[Region labeling listing]
....

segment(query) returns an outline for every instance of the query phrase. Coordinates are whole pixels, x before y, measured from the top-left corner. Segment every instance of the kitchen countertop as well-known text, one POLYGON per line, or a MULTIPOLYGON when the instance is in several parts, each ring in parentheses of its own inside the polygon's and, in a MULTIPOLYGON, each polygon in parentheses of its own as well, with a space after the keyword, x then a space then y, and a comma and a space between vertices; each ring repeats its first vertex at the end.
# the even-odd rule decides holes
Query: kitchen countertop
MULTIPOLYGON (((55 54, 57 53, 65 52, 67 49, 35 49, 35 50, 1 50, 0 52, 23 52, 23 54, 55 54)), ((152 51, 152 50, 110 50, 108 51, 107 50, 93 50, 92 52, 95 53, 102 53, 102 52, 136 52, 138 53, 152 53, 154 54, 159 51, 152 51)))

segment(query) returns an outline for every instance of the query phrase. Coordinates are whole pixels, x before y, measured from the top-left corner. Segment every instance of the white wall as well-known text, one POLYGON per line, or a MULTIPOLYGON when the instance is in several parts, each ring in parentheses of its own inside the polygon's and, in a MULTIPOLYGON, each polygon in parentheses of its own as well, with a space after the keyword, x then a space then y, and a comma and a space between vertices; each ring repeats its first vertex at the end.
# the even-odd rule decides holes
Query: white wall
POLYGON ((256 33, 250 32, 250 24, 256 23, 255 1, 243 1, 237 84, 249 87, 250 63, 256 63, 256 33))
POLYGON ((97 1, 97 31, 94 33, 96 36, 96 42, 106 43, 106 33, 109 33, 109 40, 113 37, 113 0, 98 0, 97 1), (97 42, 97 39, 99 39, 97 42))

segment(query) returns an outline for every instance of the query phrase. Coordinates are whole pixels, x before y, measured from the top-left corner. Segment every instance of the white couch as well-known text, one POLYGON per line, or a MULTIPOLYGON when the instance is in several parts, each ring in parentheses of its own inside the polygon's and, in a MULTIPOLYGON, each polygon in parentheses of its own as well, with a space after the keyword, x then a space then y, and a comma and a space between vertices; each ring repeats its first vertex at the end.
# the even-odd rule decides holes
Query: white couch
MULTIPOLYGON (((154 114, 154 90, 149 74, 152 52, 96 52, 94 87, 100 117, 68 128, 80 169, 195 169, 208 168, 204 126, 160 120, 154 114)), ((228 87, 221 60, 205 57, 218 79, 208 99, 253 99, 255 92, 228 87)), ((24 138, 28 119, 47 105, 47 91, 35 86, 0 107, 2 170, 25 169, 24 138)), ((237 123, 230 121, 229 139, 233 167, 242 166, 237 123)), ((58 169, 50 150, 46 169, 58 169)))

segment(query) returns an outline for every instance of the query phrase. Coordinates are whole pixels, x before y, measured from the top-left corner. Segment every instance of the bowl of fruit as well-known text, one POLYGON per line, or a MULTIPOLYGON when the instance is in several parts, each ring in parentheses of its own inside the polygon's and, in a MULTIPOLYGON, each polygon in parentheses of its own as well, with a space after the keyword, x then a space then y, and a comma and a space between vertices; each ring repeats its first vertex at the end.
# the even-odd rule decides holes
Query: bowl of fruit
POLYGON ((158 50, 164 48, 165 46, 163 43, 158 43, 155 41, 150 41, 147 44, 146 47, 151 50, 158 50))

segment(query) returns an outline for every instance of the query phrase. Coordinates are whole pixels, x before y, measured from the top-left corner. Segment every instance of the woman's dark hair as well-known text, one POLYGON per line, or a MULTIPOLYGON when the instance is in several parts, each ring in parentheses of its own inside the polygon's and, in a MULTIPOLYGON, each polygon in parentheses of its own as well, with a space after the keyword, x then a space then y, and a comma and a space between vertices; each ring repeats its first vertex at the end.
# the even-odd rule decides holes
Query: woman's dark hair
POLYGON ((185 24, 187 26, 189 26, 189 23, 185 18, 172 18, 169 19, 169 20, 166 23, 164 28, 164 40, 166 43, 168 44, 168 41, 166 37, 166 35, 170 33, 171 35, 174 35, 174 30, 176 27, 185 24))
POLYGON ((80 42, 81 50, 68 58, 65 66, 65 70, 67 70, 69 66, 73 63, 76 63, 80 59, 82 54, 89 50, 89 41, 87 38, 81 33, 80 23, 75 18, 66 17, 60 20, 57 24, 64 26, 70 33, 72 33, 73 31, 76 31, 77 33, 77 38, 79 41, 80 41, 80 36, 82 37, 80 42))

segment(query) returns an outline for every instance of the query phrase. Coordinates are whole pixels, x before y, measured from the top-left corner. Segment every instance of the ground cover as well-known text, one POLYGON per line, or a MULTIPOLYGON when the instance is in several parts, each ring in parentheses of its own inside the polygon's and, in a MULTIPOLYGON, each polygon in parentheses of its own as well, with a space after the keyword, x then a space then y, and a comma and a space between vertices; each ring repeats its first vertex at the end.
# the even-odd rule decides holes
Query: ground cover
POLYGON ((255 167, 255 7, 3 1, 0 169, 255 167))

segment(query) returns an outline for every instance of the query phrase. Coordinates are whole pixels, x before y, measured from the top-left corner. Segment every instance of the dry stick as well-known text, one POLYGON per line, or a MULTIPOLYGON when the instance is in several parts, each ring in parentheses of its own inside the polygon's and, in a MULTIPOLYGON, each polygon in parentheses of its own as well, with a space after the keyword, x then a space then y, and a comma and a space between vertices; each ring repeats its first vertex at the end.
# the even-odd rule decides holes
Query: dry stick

....

**Goal:** Reproduce the entire listing with every occurrence of "well-known text" swapped for "WKT", keeping everything else the same.

**Task answer:**
segment(query) returns an outline for every instance of the query phrase. Coordinates are whole pixels, x before y, measured from the top-left corner. Segment every instance of the kitchen countertop as WKT, one POLYGON per line, or a MULTIPOLYGON when the instance is in several parts, each ring in parentheses of its own inside the polygon's and, in a MULTIPOLYGON, each polygon in parentheses of its own as well, with a space after the keyword, x then a space then y, and a comma and a space between vertices; each ring repeats its first vertex at the end.
# the even-odd rule decides holes
Query: kitchen countertop
MULTIPOLYGON (((55 54, 57 53, 65 52, 67 49, 35 49, 35 50, 1 50, 0 52, 23 52, 23 54, 55 54)), ((152 51, 152 50, 110 50, 108 51, 107 50, 93 50, 92 52, 95 53, 102 53, 102 52, 136 52, 138 53, 152 53, 154 54, 159 51, 152 51)))

segment(query) returns an outline for every instance of the query phrase. Coordinates are whole pixels, x before y, measured from the top-left corner. Segment every instance of the white wall as WKT, one POLYGON per line, or a MULTIPOLYGON when the instance is in several parts, each ring in parentheses of its own inside the polygon's and, in a MULTIPOLYGON, each polygon in parentheses of its own as well, with a space after the keyword, x then a space then y, and a comma and a space between vertices; each ring repeats its first vertex at the end.
# the even-odd rule decides holes
Query: white wall
POLYGON ((256 33, 250 32, 250 24, 256 23, 255 1, 243 1, 237 84, 249 87, 250 63, 256 63, 256 33))
POLYGON ((97 1, 97 31, 94 33, 96 36, 96 42, 106 43, 106 33, 109 33, 109 40, 113 37, 113 0, 98 0, 97 1), (97 42, 97 39, 99 39, 97 42))

segment(query) returns an outline for every instance of the query phrase. Coordinates are whole pixels, x before y, measured from the top-left corner. Segment every instance of the white couch as WKT, one POLYGON per line, or a MULTIPOLYGON when the instance is in several parts, each ring in parentheses of its own inside the polygon's and, in a MULTIPOLYGON, each polygon in parentheses of its own as well, with a space after the keyword, x then a space then y, and a comma and a space between vertices; each ring repeats its first vertex at the end.
# the even-odd rule decides holes
Query: white couch
MULTIPOLYGON (((154 114, 154 90, 149 74, 152 52, 96 52, 94 87, 100 117, 68 128, 80 169, 195 169, 208 168, 204 126, 160 120, 154 114)), ((228 87, 221 60, 205 57, 218 79, 208 99, 253 99, 255 92, 228 87)), ((24 138, 28 119, 47 105, 47 91, 35 86, 0 107, 2 170, 25 169, 24 138)), ((237 123, 230 121, 229 139, 233 167, 242 166, 237 123)), ((58 169, 50 150, 46 169, 58 169)))

segment(query) returns an outline for every instance of the query phrase. Coordinates are whole pixels, x before y, measured from the top-left corner. Segment every instance of the bowl of fruit as WKT, one POLYGON per line, or a MULTIPOLYGON when the instance is in several parts, each ring in parentheses of its own inside the polygon's and, in a MULTIPOLYGON, each polygon in parentheses of its own as well, with a space after the keyword, x then a space then y, and a comma and a space between vertices; each ring repeats its first vertex at the end.
# the even-odd rule decides holes
Query: bowl of fruit
POLYGON ((158 50, 164 48, 165 46, 163 43, 158 43, 155 41, 150 41, 147 44, 146 47, 151 50, 158 50))

segment(query) returns an outline for every instance of the query phrase. Coordinates are whole pixels, x before y, measured from the top-left corner. Segment every instance of the woman's dark hair as WKT, one POLYGON per line, or a MULTIPOLYGON when the instance is in several parts, each ring in parentheses of its own inside the polygon's and, in a MULTIPOLYGON, each polygon in parentheses of its own as well, with a space after the keyword, x then a space then y, and a comma and a space between vertices; each ring repeats its first vertex at the end.
# the even-odd rule decides holes
Query: woman's dark hair
POLYGON ((185 24, 187 26, 189 26, 189 23, 185 18, 172 18, 169 19, 169 20, 166 23, 164 28, 164 40, 166 43, 168 44, 168 41, 166 37, 166 35, 170 33, 171 35, 174 35, 174 30, 176 27, 185 24))
POLYGON ((80 42, 81 50, 68 58, 65 66, 65 70, 67 70, 69 66, 73 63, 76 63, 80 59, 82 54, 89 50, 89 41, 87 38, 81 33, 80 23, 75 18, 66 17, 60 20, 57 24, 64 26, 70 33, 72 33, 73 31, 76 31, 77 33, 77 38, 79 41, 80 41, 80 36, 82 37, 80 42))

segment(query) returns an outline for every instance of the query phrase. Coordinates are whole pixels, x before y, measured from the top-left corner. Segment every instance of the ground cover as WKT, one POLYGON per line, or a MULTIPOLYGON when the instance is in several parts, each ring in parentheses of its own inside the polygon's and, in a MULTIPOLYGON, each polygon in parentheses of its own as well, with a space after the keyword, x then a space then y, and a comma and a space between vertices; each ring repeats its first vertex at the end.
# the even-odd rule decides holes
Query: ground cover
POLYGON ((255 167, 255 7, 3 1, 0 169, 255 167))

segment(query) returns an outline for every instance of the query phrase. Coordinates are whole pixels, x before y, measured from the top-left corner. Segment every instance of the dry stick as WKT, one POLYGON per line, or a MULTIPOLYGON when the instance is in several parts, each ring in parentheses of its own inside the polygon's and, in a MULTIPOLYGON, each polygon in parentheses of its own as well, with a space after the keyword, x then a space then y, and a comma and a space between vertices; each ring repeats its first vertex at the end.
# the even-odd rule decides holes
Query: dry stick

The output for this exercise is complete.